### EXERCISE DETAILS
Write out the following listing in full, exactly as it reads.

- Opening Delimiter -

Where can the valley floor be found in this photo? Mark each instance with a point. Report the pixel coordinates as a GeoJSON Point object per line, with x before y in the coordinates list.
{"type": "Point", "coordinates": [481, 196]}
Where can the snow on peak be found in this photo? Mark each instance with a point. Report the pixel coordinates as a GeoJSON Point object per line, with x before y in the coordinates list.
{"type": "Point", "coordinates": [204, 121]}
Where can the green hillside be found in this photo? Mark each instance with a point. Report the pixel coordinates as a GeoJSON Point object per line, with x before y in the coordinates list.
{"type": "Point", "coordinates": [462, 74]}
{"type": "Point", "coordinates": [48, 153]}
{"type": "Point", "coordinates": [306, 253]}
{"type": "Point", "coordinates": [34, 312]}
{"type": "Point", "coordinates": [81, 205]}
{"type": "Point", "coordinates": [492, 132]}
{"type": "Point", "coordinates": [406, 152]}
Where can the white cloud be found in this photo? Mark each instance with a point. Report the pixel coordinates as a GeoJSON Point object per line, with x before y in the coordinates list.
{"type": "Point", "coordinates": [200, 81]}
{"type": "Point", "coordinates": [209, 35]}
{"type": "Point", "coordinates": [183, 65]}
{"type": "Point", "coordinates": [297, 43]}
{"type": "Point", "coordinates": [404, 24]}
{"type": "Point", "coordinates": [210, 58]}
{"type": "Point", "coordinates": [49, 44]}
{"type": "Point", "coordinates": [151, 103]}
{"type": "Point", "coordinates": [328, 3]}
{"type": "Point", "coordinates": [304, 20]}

- Closing Delimiter -

### REPLY
Where can the valley floor be found in this photo? Mark each instance with a point. Report the pixel coordinates as a GeoJSON Point object per line, with x before y in the coordinates list.
{"type": "Point", "coordinates": [481, 196]}
Where can the snow on peak be found in this photo? Mark each instance with a point. Report the pixel coordinates as a GeoJSON Point object per line, with x before y in the coordinates list.
{"type": "Point", "coordinates": [204, 121]}
Where can the green hillside be found in this photo? Mark each instance with a point. Report the pixel coordinates as a GeoJSON Point object per line, with x before y in the coordinates list.
{"type": "Point", "coordinates": [462, 74]}
{"type": "Point", "coordinates": [48, 153]}
{"type": "Point", "coordinates": [306, 253]}
{"type": "Point", "coordinates": [34, 312]}
{"type": "Point", "coordinates": [81, 205]}
{"type": "Point", "coordinates": [492, 132]}
{"type": "Point", "coordinates": [406, 152]}
Where can the white cloud be found in this photo? Mark each instance with a point. Report the pixel coordinates as a GeoJSON Point object per line, with x before y in the coordinates list.
{"type": "Point", "coordinates": [200, 81]}
{"type": "Point", "coordinates": [209, 35]}
{"type": "Point", "coordinates": [183, 65]}
{"type": "Point", "coordinates": [297, 43]}
{"type": "Point", "coordinates": [404, 24]}
{"type": "Point", "coordinates": [210, 58]}
{"type": "Point", "coordinates": [49, 44]}
{"type": "Point", "coordinates": [151, 103]}
{"type": "Point", "coordinates": [328, 3]}
{"type": "Point", "coordinates": [304, 20]}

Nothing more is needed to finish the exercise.